— begin PAGE EXCERPT —

Cutting edge: Material opposites come in from cold

October 11, 2002

Michael Charlton describes the first controlled production of antimatter, a missing 'half' of the stuff of creation.

In 1931, motivated by little more than an extraordinary faith in the mathematical beauty of an equation, the British physicist Paul Dirac stunned the world by predicting the existence of antiparticles and antimatter.

These entities, Dirac foretold, would have some properties that are opposite to those possessed by their ordinary matter counterparts (for example, charge) and some the same (for example, mass). Thus, there should be positively charged electrons and negatively charged protons - positrons and antiprotons respectively.

Antimatter is a missing "half" of the stuff of creation and by gaining a better understanding of its properties, physicists hope to unlock more of the secrets of the birth of the universe and its fundamental properties.

Positrons and antiprotons - which, when they encounter everyday matter, cause a blast of energy that results in mutual self-destruction - were discovered after Dirac's prediction. But the controlled creation of atomic antimatter has never been achieved before.

— end PAGE EXCERPT —
— begin GIVEN ENTRIES —

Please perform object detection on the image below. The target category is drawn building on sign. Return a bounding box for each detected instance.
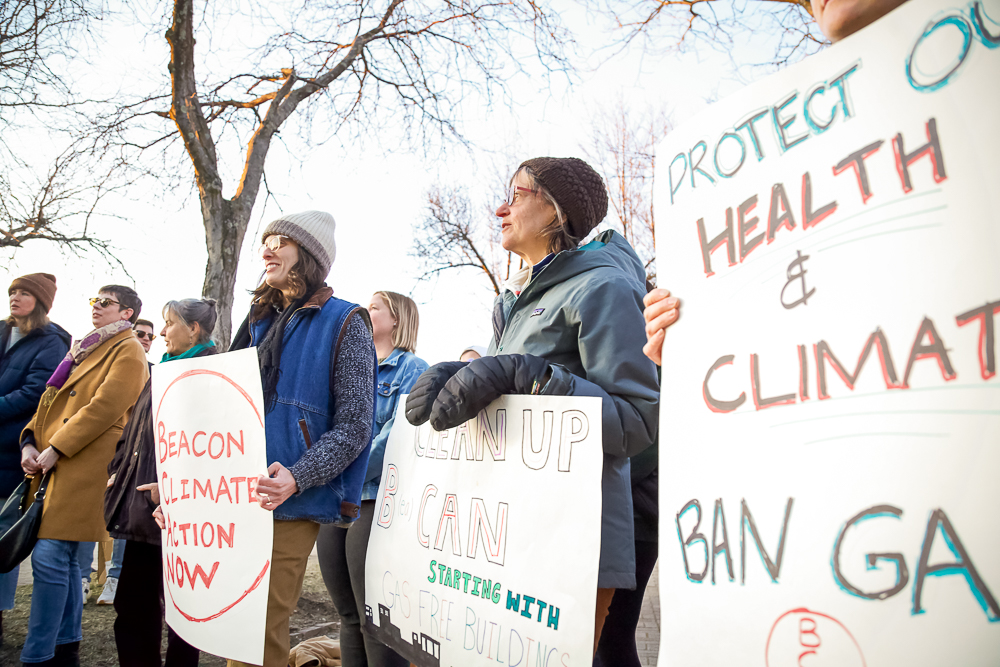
[365,604,441,667]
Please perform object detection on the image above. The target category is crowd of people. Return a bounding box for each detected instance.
[0,0,903,667]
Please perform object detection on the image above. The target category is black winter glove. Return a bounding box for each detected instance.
[428,354,551,431]
[406,361,468,426]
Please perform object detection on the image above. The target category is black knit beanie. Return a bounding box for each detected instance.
[518,157,608,239]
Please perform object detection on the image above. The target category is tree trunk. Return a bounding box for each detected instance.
[202,197,250,352]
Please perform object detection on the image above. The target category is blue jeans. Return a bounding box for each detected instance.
[76,542,97,581]
[0,498,21,611]
[108,540,125,579]
[21,540,84,662]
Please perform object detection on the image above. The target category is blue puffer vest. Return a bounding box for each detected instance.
[250,296,374,524]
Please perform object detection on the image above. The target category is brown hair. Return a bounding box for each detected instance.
[251,241,326,318]
[6,299,49,336]
[97,285,142,325]
[375,291,420,352]
[510,166,580,253]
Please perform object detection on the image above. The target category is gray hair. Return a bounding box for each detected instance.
[510,165,580,252]
[163,299,219,343]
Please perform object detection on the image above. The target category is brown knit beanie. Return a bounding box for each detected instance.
[7,273,56,313]
[518,157,608,239]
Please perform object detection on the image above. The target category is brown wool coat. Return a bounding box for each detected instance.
[25,329,149,542]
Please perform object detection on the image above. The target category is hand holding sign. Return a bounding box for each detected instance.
[257,461,299,512]
[135,482,160,505]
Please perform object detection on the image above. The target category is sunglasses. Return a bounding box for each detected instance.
[504,184,538,206]
[257,234,292,254]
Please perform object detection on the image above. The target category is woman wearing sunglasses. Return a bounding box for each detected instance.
[406,157,659,650]
[229,211,376,667]
[0,273,70,637]
[102,299,217,667]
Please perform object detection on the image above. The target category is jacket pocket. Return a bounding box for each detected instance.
[375,382,399,428]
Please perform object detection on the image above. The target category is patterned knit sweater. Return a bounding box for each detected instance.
[290,314,375,493]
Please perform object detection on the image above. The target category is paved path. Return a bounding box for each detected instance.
[635,564,660,667]
[17,549,660,667]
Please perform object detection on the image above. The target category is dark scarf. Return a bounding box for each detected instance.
[231,290,315,414]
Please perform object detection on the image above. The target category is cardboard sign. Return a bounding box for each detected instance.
[656,0,1000,667]
[364,396,604,667]
[153,348,274,665]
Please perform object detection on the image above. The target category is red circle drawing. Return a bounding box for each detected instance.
[154,368,271,623]
[154,368,264,428]
[764,607,867,667]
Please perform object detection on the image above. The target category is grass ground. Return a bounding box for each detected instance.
[0,557,340,667]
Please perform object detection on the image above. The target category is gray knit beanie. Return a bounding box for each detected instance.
[261,211,337,277]
[518,157,608,239]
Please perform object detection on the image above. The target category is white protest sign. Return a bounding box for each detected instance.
[656,0,1000,667]
[364,396,604,667]
[153,348,274,665]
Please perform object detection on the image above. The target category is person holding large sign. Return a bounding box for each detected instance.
[646,0,1000,666]
[104,299,218,667]
[229,211,376,667]
[406,157,659,647]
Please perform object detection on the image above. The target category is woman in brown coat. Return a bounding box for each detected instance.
[21,285,149,666]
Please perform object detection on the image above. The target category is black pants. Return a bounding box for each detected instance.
[115,540,200,667]
[316,500,410,667]
[594,542,657,667]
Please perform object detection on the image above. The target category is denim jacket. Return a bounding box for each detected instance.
[242,288,369,524]
[361,347,427,500]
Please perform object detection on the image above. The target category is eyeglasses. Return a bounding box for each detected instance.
[257,234,293,255]
[504,184,538,206]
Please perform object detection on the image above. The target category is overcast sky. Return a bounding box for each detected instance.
[5,0,816,363]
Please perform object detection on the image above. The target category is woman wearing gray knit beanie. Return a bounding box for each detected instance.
[229,211,376,667]
[406,157,659,651]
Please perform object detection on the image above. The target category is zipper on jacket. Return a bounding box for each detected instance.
[299,419,312,449]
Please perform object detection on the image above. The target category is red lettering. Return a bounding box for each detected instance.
[229,477,246,505]
[217,523,236,549]
[193,479,215,500]
[208,431,226,459]
[191,431,208,456]
[215,476,233,504]
[177,431,191,456]
[199,522,215,547]
[160,473,173,505]
[177,558,219,589]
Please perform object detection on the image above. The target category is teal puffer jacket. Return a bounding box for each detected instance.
[489,231,660,589]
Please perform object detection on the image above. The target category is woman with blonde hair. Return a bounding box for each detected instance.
[406,157,660,652]
[316,291,427,667]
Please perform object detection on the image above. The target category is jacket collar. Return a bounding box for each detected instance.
[378,347,406,368]
[302,285,333,308]
[60,329,139,391]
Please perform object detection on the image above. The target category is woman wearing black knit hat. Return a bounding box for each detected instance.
[406,157,659,649]
[0,273,70,636]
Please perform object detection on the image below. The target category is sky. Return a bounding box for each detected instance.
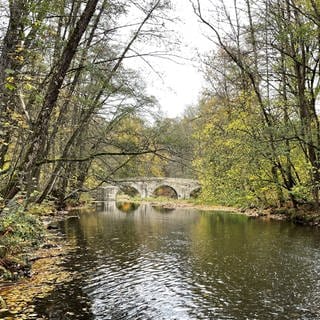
[149,0,210,117]
[124,0,212,118]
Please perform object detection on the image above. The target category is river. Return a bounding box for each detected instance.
[36,203,320,320]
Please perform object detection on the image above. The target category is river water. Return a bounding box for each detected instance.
[36,203,320,320]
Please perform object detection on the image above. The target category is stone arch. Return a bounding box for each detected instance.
[151,184,179,199]
[189,186,201,198]
[117,183,141,197]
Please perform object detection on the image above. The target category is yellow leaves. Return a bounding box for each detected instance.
[10,111,29,129]
[0,244,72,320]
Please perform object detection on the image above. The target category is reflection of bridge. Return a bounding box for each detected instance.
[96,177,200,201]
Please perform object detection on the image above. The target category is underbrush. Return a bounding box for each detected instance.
[0,202,45,279]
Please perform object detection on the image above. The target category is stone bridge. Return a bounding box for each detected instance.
[96,177,200,201]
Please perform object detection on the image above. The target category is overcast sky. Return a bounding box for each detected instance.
[124,0,212,117]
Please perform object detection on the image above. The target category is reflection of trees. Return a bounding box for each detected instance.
[152,206,176,213]
[189,213,320,319]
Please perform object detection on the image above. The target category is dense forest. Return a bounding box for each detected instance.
[0,0,320,212]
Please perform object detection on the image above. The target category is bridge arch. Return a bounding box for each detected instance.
[150,184,179,199]
[117,184,141,197]
[189,187,201,198]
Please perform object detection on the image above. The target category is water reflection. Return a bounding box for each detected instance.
[37,205,320,320]
[152,206,175,213]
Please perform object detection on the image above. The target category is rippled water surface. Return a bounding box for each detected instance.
[36,204,320,320]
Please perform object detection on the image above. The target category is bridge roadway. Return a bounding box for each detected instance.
[96,177,200,201]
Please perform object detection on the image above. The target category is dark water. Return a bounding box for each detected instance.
[36,204,320,320]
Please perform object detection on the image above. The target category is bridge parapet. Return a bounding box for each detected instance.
[97,177,201,201]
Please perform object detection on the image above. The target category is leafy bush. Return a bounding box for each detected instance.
[0,210,44,258]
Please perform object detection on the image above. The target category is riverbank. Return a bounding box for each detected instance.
[0,206,72,320]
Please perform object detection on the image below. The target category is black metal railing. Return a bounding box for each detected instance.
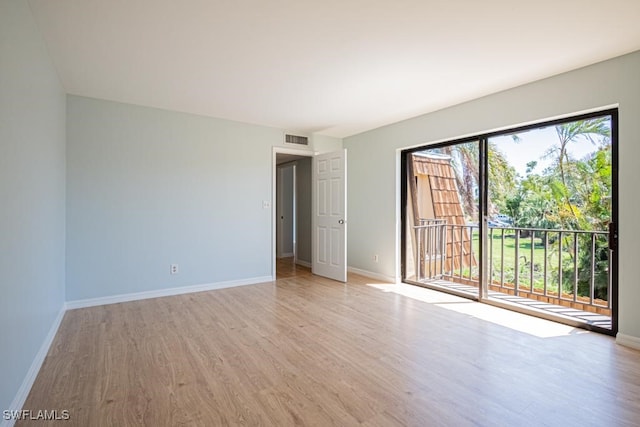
[414,220,611,309]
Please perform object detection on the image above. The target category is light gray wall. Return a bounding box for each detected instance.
[67,96,283,301]
[344,52,640,337]
[0,0,65,411]
[296,157,312,264]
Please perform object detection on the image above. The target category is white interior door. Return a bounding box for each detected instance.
[312,150,347,282]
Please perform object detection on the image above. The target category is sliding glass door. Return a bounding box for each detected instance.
[404,140,480,297]
[402,110,617,333]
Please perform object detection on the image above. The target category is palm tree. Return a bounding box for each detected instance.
[549,117,611,227]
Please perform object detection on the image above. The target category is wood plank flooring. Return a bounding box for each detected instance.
[17,266,640,426]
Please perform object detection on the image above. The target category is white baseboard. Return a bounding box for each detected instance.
[296,259,311,268]
[347,267,398,283]
[66,276,273,310]
[616,332,640,350]
[276,252,295,258]
[0,305,66,427]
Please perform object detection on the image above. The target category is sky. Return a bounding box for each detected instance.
[489,126,608,177]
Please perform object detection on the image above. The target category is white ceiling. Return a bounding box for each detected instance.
[29,0,640,137]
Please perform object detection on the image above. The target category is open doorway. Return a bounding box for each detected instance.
[274,153,312,279]
[401,110,618,335]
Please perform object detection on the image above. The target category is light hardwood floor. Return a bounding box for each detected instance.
[17,266,640,426]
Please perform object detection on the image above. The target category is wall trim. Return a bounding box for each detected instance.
[278,252,295,258]
[616,332,640,350]
[65,276,273,310]
[347,267,399,283]
[0,304,67,427]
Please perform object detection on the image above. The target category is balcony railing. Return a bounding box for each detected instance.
[414,220,611,316]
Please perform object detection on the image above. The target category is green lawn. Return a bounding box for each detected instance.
[473,229,571,291]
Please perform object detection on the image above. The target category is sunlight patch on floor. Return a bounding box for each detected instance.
[367,283,589,338]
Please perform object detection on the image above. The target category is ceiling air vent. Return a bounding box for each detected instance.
[284,134,309,145]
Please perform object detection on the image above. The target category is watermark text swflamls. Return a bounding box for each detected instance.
[2,409,70,421]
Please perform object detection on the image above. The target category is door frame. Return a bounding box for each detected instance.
[272,147,318,280]
[275,160,298,262]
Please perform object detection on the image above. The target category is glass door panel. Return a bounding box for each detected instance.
[404,141,480,297]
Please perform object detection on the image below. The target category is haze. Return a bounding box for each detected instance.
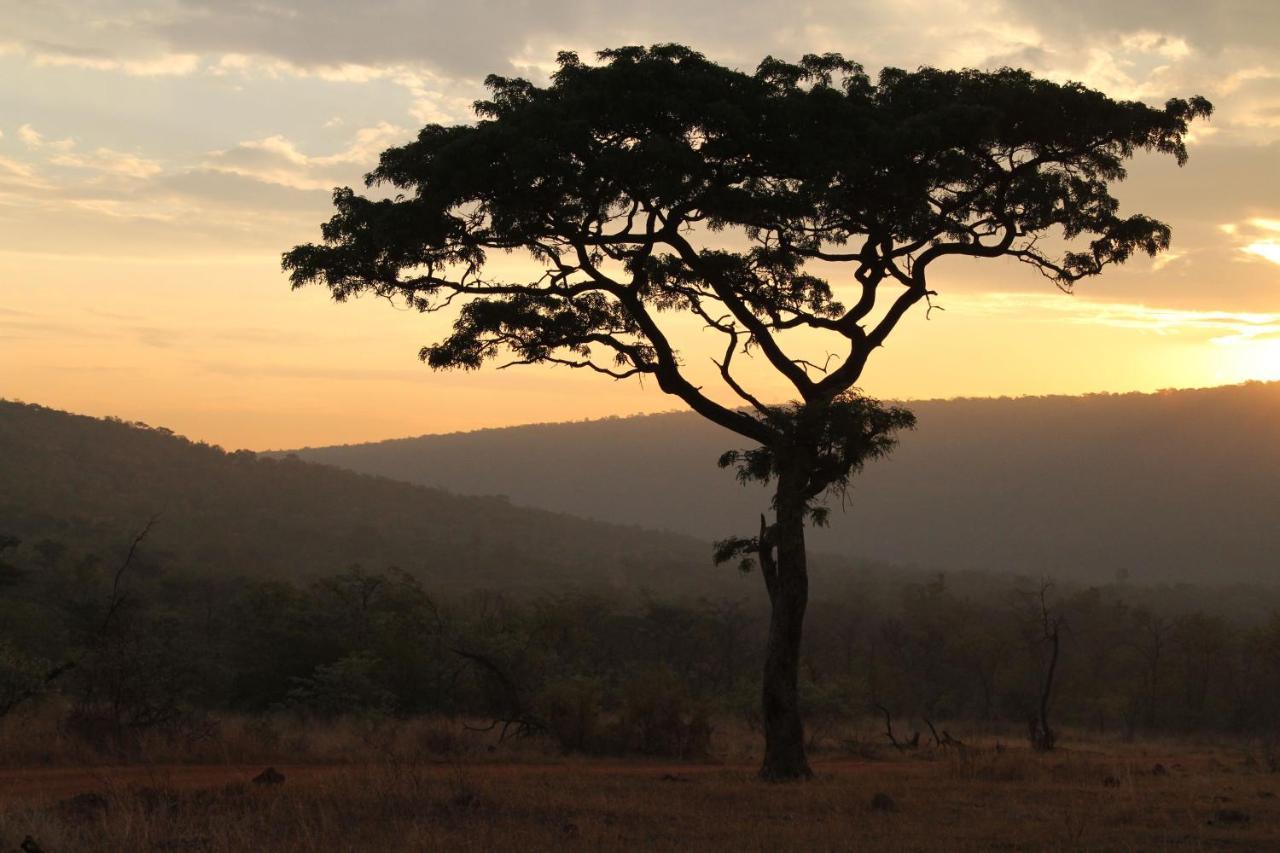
[0,0,1280,448]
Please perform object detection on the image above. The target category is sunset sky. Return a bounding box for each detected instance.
[0,0,1280,450]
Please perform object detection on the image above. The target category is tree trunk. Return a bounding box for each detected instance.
[760,474,813,781]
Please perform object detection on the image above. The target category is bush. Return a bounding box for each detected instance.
[538,678,603,752]
[618,666,712,758]
[289,652,396,716]
[0,640,49,717]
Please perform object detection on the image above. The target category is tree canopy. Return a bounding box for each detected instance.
[284,45,1212,455]
[284,45,1212,780]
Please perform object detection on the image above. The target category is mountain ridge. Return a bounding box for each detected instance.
[275,382,1280,583]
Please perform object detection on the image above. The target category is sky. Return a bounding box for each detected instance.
[0,0,1280,450]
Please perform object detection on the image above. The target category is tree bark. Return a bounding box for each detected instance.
[760,473,813,781]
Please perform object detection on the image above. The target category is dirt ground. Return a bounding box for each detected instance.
[0,744,1280,853]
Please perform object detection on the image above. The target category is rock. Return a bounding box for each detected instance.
[872,792,897,812]
[1210,808,1249,826]
[253,767,284,785]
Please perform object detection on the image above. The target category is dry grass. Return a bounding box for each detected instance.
[0,719,1280,853]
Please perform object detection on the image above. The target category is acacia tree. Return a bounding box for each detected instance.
[284,45,1211,779]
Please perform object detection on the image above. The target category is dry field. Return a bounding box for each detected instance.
[0,720,1280,853]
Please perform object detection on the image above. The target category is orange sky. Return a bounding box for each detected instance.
[0,0,1280,448]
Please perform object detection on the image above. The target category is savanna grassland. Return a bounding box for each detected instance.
[0,403,1280,853]
[0,715,1280,853]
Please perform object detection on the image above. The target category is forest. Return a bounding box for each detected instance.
[285,382,1280,583]
[0,403,1280,757]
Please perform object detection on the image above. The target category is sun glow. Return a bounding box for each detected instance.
[1244,240,1280,264]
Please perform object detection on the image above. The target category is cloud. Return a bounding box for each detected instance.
[202,122,410,190]
[947,293,1280,345]
[1220,216,1280,264]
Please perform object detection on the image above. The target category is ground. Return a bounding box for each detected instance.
[0,712,1280,853]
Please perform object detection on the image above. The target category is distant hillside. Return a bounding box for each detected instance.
[0,401,788,594]
[280,383,1280,583]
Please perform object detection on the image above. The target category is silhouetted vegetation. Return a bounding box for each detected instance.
[0,401,752,590]
[0,543,1280,758]
[285,383,1280,584]
[283,44,1213,780]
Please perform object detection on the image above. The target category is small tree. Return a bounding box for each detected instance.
[284,45,1211,779]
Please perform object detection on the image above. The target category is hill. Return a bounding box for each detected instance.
[280,383,1280,583]
[0,401,778,594]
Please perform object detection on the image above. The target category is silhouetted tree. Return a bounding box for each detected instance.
[284,45,1211,779]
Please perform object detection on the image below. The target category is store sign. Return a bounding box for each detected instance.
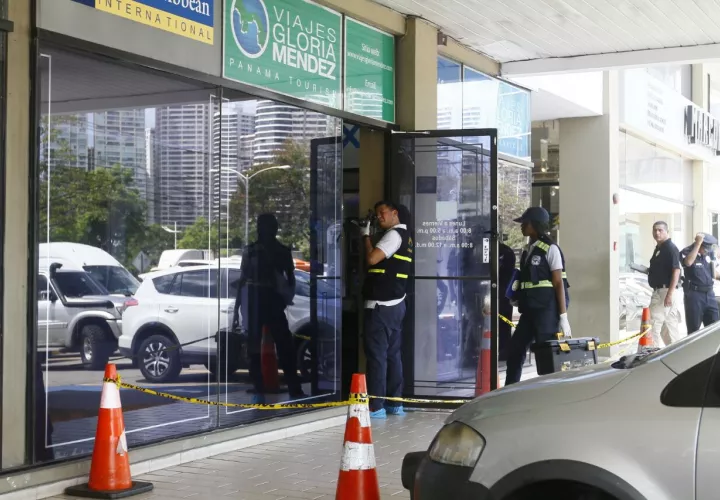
[345,18,395,122]
[223,0,342,108]
[73,0,215,45]
[685,104,720,155]
[620,69,718,161]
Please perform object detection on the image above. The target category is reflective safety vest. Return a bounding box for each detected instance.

— end GIVEN ENTRIES —

**WHAT IS ASKED**.
1. In what year did Paul Dirac predict the existence of antiparticles and antimatter, according to the antimatter article?
2. Which specific particles does the antimatter article name, leaving out general terms such as "antiparticles"?
3. Reproduce word for word the part of the antimatter article that opens with the words containing "Michael Charlton describes" and closes with "antiparticles and antimatter.".
The records come from a separate source than the antimatter article.

**EXPECTED OUTPUTS**.
1. 1931

2. electrons, protons, positrons, antiprotons

3.
Michael Charlton describes the first controlled production of antimatter, a missing 'half' of the stuff of creation.

In 1931, motivated by little more than an extraordinary faith in the mathematical beauty of an equation, the British physicist Paul Dirac stunned the world by predicting the existence of antiparticles and antimatter.